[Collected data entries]

-- Start --

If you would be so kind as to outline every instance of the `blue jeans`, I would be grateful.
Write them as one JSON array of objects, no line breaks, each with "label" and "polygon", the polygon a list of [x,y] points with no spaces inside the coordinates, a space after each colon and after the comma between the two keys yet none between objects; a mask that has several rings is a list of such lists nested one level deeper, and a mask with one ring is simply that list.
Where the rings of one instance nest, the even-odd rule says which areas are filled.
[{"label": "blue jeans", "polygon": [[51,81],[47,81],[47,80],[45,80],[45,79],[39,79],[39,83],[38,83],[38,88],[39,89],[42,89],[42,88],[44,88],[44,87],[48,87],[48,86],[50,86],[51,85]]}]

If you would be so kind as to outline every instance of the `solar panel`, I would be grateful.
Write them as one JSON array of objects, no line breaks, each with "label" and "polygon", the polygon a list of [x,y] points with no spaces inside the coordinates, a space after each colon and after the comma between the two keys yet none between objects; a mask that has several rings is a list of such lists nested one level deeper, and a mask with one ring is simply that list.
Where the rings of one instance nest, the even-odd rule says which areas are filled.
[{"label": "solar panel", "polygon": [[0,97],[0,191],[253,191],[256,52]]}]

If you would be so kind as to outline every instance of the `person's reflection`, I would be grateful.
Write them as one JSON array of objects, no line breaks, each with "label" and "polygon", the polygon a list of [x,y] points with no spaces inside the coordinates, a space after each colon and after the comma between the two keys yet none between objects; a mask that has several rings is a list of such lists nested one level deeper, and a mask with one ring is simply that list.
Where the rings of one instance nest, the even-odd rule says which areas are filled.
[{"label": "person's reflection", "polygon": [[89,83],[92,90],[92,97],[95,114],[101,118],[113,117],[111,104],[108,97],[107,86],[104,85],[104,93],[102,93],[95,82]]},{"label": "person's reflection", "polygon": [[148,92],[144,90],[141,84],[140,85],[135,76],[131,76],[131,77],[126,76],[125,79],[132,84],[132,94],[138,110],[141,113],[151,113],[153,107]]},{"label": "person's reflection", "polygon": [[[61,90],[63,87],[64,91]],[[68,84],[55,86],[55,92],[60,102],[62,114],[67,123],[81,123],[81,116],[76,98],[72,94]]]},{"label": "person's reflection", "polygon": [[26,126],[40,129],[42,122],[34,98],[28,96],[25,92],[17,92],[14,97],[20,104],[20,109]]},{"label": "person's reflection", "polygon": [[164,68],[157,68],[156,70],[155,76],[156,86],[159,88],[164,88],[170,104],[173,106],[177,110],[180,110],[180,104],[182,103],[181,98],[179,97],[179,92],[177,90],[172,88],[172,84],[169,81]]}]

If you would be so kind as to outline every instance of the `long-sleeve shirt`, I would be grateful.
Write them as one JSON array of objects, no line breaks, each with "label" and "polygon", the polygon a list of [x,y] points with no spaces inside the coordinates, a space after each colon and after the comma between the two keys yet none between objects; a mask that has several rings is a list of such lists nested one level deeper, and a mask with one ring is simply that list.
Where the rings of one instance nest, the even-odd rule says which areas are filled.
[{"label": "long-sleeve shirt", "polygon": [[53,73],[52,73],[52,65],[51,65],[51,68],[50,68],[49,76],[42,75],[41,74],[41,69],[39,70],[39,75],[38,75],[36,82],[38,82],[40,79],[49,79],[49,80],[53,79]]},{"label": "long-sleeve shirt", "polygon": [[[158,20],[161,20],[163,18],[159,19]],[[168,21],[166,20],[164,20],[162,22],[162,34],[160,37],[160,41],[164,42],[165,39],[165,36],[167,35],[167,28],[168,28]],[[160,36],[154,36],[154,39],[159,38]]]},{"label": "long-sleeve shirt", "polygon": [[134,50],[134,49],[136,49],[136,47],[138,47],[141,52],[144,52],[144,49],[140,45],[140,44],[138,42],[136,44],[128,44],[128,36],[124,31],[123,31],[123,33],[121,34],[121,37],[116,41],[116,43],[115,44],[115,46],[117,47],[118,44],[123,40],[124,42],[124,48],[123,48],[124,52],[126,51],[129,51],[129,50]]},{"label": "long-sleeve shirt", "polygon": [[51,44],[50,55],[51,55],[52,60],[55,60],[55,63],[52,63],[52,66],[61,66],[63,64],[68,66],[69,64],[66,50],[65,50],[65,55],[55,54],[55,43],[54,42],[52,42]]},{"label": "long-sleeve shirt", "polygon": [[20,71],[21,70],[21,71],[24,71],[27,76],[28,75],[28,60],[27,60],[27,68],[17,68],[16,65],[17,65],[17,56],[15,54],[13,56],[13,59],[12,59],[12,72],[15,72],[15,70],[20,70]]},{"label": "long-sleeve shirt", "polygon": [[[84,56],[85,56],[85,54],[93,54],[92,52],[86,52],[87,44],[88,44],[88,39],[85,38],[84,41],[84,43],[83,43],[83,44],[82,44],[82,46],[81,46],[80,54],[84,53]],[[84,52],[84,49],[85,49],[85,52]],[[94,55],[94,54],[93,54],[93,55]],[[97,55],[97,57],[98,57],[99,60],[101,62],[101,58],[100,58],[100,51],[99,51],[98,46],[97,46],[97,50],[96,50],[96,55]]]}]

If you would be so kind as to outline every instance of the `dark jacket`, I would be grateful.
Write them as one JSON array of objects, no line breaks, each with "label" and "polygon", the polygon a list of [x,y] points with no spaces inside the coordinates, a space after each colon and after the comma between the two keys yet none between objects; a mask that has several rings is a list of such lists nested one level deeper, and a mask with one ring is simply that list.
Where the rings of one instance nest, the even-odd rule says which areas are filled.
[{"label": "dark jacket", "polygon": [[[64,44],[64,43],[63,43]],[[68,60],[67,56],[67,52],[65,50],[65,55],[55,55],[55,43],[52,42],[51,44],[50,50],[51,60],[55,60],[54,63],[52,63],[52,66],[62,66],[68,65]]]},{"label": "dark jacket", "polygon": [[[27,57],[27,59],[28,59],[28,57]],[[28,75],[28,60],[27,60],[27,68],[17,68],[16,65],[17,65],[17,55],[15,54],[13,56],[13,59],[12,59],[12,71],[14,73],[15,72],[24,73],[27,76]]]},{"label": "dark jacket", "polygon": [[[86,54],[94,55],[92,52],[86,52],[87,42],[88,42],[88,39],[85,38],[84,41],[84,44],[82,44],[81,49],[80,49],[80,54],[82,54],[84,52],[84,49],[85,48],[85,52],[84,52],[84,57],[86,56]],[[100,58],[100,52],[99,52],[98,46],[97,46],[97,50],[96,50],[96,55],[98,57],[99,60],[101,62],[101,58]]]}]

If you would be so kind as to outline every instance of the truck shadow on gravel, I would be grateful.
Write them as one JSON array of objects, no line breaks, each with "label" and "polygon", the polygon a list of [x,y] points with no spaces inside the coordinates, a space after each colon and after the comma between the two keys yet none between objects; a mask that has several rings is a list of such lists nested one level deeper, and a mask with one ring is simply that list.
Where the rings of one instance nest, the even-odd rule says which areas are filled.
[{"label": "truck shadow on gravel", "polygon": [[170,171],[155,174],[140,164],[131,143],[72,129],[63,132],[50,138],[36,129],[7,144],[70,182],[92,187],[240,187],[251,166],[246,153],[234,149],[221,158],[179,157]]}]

-- End --

### The request:
Return the stretch of lines from the one containing "gravel, I would be grateful." through the end of the collected data entries, copying each line exactly.

### Exercise output:
If you would be so kind as to outline every instance of the truck shadow on gravel, I would be grateful.
Write them as one JSON array of objects, no line breaks, each with "label" and "polygon", the polygon a list of [x,y] points with no spaces inside the coordinates, a space after each colon and after the comma between the two keys yet none between objects; a mask that has several rings is a list of such lists nested one level deeper, and a mask with one ring is simply that list.
Where the rings of one instance nest, the even-odd rule says which areas are filled.
[{"label": "truck shadow on gravel", "polygon": [[170,171],[155,174],[140,164],[131,143],[72,129],[63,132],[50,138],[36,129],[7,144],[70,182],[92,187],[240,187],[251,166],[246,153],[234,149],[221,158],[179,157]]}]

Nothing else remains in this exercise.